CHALLENGE
From the listing below, copy out every line that contains the word "calm".

-- start --

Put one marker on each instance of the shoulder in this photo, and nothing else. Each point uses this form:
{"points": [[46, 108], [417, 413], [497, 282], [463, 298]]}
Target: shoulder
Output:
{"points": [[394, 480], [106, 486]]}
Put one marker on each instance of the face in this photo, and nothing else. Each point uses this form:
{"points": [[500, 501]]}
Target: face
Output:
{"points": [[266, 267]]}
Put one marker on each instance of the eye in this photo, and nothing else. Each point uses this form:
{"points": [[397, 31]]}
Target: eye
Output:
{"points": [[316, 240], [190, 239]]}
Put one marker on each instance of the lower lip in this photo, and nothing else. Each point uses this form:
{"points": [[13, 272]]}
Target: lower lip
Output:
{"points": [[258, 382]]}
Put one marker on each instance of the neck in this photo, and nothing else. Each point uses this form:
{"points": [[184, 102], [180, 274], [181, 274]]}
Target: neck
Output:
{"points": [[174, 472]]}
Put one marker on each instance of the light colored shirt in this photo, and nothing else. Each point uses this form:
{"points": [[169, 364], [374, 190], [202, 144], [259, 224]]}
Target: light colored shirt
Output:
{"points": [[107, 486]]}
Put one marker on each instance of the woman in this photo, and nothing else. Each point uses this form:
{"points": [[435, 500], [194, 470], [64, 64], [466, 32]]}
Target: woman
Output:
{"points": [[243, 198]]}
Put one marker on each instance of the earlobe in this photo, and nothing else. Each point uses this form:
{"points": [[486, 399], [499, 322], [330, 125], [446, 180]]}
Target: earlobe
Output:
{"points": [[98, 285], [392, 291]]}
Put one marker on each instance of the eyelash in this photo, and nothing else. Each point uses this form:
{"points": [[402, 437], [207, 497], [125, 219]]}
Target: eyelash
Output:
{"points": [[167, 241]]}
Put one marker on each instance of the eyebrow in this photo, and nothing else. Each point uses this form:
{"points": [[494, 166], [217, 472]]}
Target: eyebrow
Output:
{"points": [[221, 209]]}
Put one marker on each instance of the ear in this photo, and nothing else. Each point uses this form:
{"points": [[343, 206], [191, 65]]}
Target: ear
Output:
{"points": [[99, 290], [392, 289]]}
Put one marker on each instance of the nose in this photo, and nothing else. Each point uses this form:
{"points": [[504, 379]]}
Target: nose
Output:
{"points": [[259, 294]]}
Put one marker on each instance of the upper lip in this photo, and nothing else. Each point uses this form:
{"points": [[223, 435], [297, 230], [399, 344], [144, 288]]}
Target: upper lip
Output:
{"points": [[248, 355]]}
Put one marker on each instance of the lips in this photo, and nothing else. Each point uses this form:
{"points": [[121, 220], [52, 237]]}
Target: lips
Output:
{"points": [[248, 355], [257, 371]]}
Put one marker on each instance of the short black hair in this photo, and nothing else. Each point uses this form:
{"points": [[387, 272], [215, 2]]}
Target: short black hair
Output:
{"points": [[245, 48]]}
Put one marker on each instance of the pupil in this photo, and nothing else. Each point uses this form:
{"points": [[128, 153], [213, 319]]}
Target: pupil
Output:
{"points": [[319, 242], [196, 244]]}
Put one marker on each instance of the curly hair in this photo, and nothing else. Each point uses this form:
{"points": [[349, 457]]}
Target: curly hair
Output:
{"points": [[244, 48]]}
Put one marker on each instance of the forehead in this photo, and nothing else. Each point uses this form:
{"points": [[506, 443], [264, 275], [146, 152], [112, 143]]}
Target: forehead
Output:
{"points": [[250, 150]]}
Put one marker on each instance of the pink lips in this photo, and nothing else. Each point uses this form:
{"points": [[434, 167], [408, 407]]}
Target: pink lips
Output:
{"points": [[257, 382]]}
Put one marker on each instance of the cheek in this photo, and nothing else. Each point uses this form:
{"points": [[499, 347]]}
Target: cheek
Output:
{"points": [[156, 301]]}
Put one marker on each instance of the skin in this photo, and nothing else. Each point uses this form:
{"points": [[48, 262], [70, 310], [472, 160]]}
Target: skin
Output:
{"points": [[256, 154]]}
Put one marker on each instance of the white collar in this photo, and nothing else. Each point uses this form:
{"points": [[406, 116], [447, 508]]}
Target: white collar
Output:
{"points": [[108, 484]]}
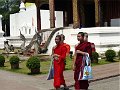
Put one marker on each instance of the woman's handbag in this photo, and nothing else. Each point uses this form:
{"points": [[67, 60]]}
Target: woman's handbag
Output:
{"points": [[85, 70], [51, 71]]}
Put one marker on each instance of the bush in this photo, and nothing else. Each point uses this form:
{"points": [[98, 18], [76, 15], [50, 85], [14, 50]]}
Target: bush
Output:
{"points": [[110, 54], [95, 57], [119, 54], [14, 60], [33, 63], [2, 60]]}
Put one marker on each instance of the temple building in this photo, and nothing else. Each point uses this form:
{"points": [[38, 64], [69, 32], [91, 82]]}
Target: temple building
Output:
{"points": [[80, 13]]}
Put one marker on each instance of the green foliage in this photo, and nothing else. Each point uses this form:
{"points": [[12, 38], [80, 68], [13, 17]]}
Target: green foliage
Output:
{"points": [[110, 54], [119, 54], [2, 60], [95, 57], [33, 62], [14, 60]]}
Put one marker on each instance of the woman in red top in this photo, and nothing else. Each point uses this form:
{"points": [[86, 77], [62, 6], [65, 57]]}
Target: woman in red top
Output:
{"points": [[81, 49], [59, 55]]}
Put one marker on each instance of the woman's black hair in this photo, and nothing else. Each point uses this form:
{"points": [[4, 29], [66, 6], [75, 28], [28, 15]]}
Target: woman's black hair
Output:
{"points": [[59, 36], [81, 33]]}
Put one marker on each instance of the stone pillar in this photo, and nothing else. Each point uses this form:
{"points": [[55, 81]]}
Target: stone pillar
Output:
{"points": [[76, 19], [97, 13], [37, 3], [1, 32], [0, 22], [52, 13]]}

-- end --
-- start --

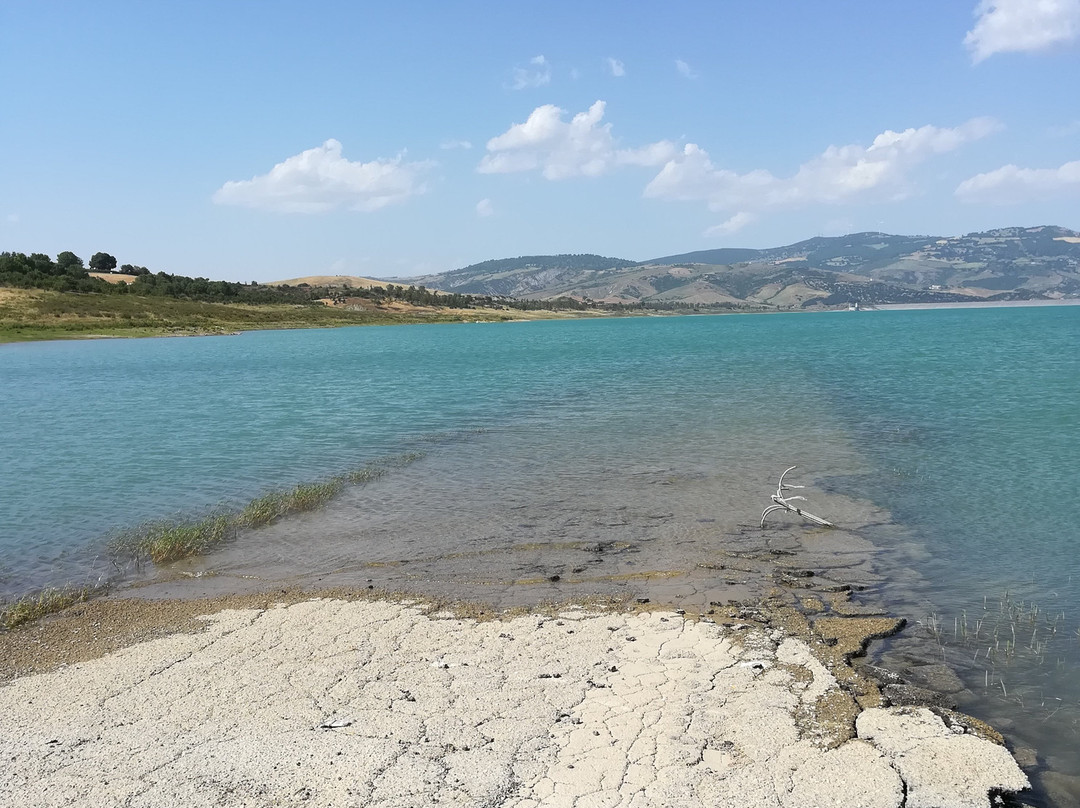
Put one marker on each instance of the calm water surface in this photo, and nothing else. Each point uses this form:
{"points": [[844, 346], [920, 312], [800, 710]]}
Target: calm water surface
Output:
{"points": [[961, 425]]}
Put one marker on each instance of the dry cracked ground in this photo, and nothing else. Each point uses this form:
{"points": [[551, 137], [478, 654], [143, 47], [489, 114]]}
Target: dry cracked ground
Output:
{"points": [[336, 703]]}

-- end --

WRITTEN ANSWER
Put one marker on each instance of the calm water surface in this photo, and nothing else. Each point uses this form:
Target: calm water surface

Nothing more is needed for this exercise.